WHAT NEEDS TO BE DONE: All of the data needs to be repeated exactly.

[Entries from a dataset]
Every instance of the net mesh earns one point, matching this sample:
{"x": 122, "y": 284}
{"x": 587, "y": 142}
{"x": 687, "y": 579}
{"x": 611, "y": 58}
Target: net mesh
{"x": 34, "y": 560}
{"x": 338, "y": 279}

ANSWER FOR THIS EXERCISE:
Every instance of the net mesh earns one point, matching this sample:
{"x": 122, "y": 284}
{"x": 587, "y": 142}
{"x": 687, "y": 579}
{"x": 611, "y": 58}
Target: net mesh
{"x": 34, "y": 560}
{"x": 338, "y": 279}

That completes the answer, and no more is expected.